> _Task directions_: Please count how many lines of the items below contain the word "head" and give only that number.

> _Listed entries_:
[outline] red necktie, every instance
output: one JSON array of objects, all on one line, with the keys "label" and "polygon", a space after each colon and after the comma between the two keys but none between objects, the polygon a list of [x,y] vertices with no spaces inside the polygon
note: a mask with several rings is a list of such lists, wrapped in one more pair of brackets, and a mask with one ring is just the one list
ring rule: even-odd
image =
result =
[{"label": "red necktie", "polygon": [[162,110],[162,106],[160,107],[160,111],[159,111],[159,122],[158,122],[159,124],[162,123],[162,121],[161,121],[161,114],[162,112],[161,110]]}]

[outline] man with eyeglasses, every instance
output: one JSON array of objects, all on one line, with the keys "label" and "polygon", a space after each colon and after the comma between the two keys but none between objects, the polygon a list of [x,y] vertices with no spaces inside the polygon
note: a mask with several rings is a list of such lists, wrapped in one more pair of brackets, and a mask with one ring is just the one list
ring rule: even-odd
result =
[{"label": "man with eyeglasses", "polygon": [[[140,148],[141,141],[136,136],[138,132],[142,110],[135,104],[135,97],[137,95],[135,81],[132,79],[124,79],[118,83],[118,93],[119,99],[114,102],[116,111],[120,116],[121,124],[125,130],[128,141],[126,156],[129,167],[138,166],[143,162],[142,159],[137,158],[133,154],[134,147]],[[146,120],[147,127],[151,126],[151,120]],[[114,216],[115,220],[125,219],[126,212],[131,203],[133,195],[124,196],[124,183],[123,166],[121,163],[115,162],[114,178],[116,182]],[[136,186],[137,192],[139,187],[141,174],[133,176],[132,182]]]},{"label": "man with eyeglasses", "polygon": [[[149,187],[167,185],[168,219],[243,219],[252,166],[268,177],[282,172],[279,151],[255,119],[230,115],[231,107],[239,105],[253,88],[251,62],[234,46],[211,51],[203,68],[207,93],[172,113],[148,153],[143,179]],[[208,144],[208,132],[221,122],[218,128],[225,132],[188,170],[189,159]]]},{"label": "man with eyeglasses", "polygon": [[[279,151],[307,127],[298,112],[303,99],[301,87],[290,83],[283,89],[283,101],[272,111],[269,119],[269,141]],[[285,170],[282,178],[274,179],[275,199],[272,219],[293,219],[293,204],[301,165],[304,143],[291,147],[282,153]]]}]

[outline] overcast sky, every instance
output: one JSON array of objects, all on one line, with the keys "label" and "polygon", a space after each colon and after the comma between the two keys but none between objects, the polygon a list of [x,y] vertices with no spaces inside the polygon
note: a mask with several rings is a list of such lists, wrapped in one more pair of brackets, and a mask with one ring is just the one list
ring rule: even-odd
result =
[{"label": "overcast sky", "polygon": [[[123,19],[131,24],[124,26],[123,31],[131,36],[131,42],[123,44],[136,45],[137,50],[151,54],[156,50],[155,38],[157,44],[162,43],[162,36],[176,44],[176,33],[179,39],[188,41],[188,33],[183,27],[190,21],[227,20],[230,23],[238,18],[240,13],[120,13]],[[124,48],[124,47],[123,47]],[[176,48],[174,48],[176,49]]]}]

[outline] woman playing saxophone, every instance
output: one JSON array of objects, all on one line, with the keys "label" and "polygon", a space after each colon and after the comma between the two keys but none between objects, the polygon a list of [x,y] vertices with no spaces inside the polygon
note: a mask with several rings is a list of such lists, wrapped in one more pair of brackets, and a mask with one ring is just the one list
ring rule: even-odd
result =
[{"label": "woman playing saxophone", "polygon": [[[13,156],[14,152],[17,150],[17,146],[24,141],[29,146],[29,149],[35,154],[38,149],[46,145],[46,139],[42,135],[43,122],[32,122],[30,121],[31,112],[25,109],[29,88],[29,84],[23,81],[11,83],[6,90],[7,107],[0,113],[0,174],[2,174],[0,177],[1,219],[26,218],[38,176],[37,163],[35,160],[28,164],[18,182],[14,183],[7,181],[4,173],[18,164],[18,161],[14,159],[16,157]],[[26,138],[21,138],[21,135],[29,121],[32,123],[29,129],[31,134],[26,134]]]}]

==

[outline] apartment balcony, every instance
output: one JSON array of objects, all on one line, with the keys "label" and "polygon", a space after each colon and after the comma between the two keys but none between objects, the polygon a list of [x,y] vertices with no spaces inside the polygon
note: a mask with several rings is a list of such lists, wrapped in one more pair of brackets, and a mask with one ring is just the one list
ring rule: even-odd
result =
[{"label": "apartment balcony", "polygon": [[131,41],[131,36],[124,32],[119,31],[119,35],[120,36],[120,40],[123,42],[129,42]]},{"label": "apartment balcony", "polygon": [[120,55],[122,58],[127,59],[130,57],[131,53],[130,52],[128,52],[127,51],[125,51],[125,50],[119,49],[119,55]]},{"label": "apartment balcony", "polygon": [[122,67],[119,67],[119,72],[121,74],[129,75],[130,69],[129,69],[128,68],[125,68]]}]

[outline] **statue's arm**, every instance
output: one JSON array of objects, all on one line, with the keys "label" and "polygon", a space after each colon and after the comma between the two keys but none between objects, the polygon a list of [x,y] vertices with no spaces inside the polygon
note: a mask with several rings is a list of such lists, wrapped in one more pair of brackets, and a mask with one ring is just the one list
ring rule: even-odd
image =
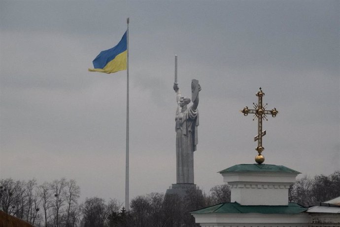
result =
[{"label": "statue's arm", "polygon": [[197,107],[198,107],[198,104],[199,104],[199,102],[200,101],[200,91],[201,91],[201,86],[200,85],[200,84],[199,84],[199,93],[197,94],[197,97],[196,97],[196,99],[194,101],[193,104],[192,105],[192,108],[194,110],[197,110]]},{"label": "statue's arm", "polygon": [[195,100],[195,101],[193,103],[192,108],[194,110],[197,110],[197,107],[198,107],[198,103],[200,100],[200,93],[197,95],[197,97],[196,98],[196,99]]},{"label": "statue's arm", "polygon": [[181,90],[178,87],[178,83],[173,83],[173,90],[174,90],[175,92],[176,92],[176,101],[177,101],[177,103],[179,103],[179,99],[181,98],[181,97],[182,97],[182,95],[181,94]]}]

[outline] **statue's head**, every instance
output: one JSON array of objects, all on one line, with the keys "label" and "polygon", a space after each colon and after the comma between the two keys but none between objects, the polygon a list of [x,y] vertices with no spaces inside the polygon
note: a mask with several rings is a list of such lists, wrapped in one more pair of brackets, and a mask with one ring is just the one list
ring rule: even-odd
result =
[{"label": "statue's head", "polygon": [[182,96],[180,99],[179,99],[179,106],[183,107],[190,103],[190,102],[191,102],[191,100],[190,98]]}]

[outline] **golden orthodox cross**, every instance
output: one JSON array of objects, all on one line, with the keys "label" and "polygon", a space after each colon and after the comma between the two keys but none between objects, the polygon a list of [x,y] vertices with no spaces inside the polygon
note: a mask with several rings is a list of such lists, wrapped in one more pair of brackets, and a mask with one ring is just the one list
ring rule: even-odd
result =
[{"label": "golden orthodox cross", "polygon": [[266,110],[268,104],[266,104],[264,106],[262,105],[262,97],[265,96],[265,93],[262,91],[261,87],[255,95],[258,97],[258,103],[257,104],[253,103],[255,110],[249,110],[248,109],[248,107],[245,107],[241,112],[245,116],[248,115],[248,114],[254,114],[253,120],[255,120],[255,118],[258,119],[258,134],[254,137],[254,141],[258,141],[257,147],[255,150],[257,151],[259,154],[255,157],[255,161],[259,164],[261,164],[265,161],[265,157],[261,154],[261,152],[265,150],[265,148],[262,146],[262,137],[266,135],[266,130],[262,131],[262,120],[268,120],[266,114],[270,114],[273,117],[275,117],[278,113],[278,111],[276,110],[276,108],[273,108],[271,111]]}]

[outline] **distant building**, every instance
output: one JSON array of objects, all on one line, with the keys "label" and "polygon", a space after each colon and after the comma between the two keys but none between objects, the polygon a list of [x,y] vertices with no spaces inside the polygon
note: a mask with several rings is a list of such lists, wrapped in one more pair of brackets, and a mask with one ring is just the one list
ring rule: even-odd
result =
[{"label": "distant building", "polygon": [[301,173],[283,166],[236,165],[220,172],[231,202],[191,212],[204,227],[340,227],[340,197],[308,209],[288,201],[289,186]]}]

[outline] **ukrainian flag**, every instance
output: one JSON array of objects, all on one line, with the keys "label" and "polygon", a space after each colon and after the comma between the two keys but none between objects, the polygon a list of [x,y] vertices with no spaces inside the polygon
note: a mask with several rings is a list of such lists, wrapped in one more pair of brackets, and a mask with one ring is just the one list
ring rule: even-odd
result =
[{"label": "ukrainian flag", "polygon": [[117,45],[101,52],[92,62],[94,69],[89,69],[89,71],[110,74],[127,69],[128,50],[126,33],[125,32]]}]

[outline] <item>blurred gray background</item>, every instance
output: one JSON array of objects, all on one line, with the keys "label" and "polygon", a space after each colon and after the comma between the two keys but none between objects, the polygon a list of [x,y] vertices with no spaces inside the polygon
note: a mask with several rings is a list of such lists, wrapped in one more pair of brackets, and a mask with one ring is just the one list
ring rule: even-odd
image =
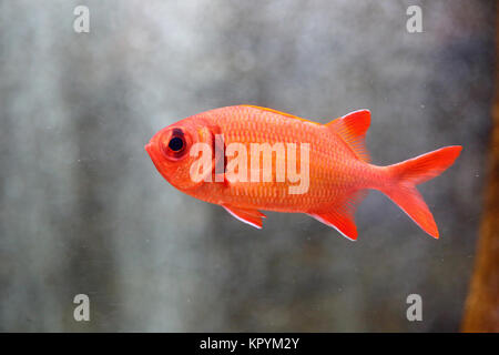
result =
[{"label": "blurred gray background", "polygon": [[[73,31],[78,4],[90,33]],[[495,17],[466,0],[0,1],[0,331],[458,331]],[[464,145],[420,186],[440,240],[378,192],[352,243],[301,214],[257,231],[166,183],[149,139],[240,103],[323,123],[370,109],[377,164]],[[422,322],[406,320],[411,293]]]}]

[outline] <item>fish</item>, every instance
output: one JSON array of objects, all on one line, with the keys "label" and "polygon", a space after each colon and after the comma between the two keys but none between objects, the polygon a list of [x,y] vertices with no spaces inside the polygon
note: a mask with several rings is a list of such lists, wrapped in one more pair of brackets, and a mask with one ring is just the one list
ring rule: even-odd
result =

> _Exercise solution_: 2